* _Supplied passage_
Sai Noi (ไทรน้อย, /th/) is the northwesternmost district (amphoe) of Nonthaburi province, central Thailand.

==Geography==
Neighboring districts are (from the north clockwise): Lat Bua Luang (Phra Nakhon Si Ayutthaya province); Lat Lum Kaeo (Pathum Thani province); Bang Bua Thong, Bang Yai, and the districts Phutthamonthon and Bang Len of Nakhon Pathom province.

==History==
At first the area was administered from Bang Bua Thong District. On 1 January 1948 four sub-districts were split off to form the new minor district (king amphoe) Sai Noi. On 6 June 1956 it was elevated to full district status.

In 1959 Tambon Khun Si was transferred from Bang Len District (Nakhon Pathom) to become part of Sai Noi.

In 1979 the southern part of Tambon Rat Niyom formed the new tambon, Khlong Khwang. The following year the southern part of Tambon Sai Noi was split off to create Tambon Thawi Watthana.

==Religion==
There are total fifteen Theravada Buddhist temples in the district, of which fourteen Maha Nikai and one Dhammayut temples.

Further there are two Christian churches and two Mosques in the district.

==Administrative divisions==

District location in Nonthaburi province

Map of district with seven municipalities

===Provincial government===
The district is divided into seven subdistricts (tambons), which are further subdivided into 68 villages (mubans).

|  | Subdistricts | People | Villages |
| 1 | Sai Noi | 33,966 | 11 |
| 2 | Rat Niyom | 7,117 | 8 |
| 3 | Nong Phrao Ngai | 8,266 | 12 |
| 4 | Sai Yai | 6,501 | 11 |
| 5 | Khun Si | 5,264 | 8 |
| 6 | Khong Khwang | 8,273 | 10 |
| 7 | Thawi Watthana | 9,798 | 8 |
|  | Total | 79,185 | 68 |

===Local government===
There are total seven municipalities of which Sai Noi town (thesaban mueang) status and six subdistrict (thesaban tambon) status.

Sai Noi subdistrict municipality covers the remaining area of Sai Noi district and part of Khlong Khwang subdistrict. Khlong Khwang subdistrict municipality covers the most parts of the same-named subdistrict. Thawi Watthana, Nong Phrao Ngai, Sai Yai and Khun Si cover the whole same-named subdistricts.

| Sai Noi town municipality | 31,993 |

| Thawi Watthana subd.mun. | 9,798 |
| Nong Phrao Ngai subd.mun. | 8,266 |
| Khlong Khwang subd.mun. | 7,610 |
| Sai Yai subd.mun. | 6,501 |
| Khun Si subd.mun. | 5,264 |
| Sai Noi subd.mun. | 2,606 |

The non-municipal area is administered by one Subdistrict Administrative Organization - SAO (ongkan borihan suan tambon - oh boh toh).

| Rat Niyom SAO | 7,117 |

==Education==
Educational institutions from primary to vocational education in the district is as follows:
===Vocational education===
- Nonthaburi Technical College.
===Secondary education===
- Total three upper secondary schools with 1,558 students.
- Total four lower secondary schools with 2,765 students.
===Primary education===
- Total fifteen primary schools with 4,785 pupils.

==Health==
===Government hospital===
There is one community hospital in Sai Noi district.

- Sai Noi Hospital with 60 beds.

===Health promoting hospitals===
There are total eleven health-promoting hospitals in the district.

===Clinics===
Around 9 clinics are in Sai Noi district.

* _What you will do_
a - Using the Sai Noi district article, explain how Sai Noi went from being governed by another district to holding full district status.
b - According to the Sai Noi district article, how many beds does Sai Noi Hospital have?

* _Recorded information_
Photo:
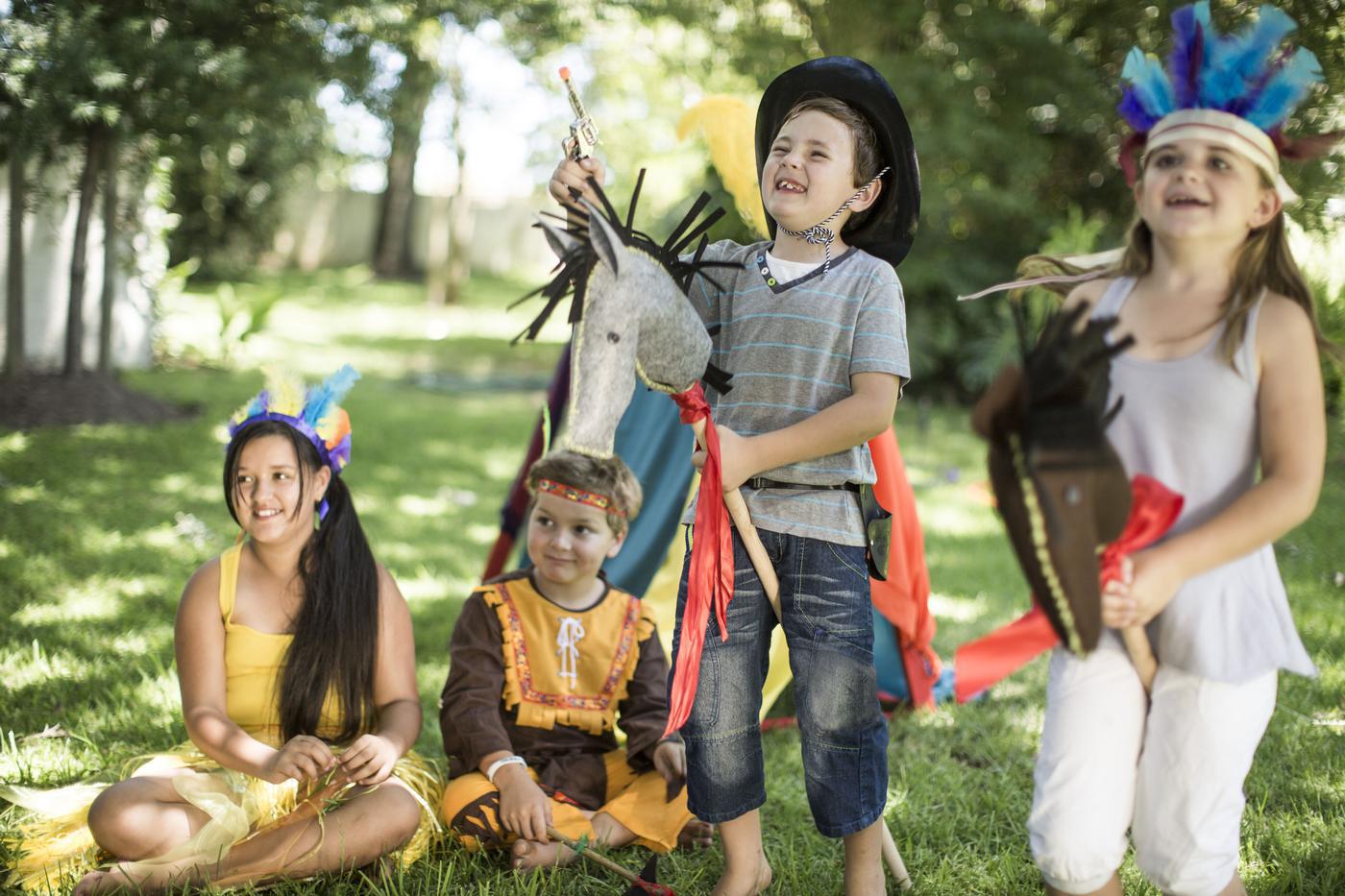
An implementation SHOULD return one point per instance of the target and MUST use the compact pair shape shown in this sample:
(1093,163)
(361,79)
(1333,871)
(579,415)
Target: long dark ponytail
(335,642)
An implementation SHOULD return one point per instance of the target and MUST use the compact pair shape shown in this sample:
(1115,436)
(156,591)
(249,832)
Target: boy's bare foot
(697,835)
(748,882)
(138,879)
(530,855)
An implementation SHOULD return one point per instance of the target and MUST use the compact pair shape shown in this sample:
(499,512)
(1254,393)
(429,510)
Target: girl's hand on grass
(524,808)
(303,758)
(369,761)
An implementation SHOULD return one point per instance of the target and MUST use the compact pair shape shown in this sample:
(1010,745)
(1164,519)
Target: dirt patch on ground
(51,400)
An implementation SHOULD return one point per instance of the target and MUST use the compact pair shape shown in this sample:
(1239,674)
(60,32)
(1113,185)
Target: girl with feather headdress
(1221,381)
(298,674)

* _Answers to each task_
a - The area was first administered from Bang Bua Thong District. On 1 January 1948, four sub-districts were split off to form the minor district (king amphoe) of Sai Noi, which became a full district on 6 June 1956.

b - 60 beds.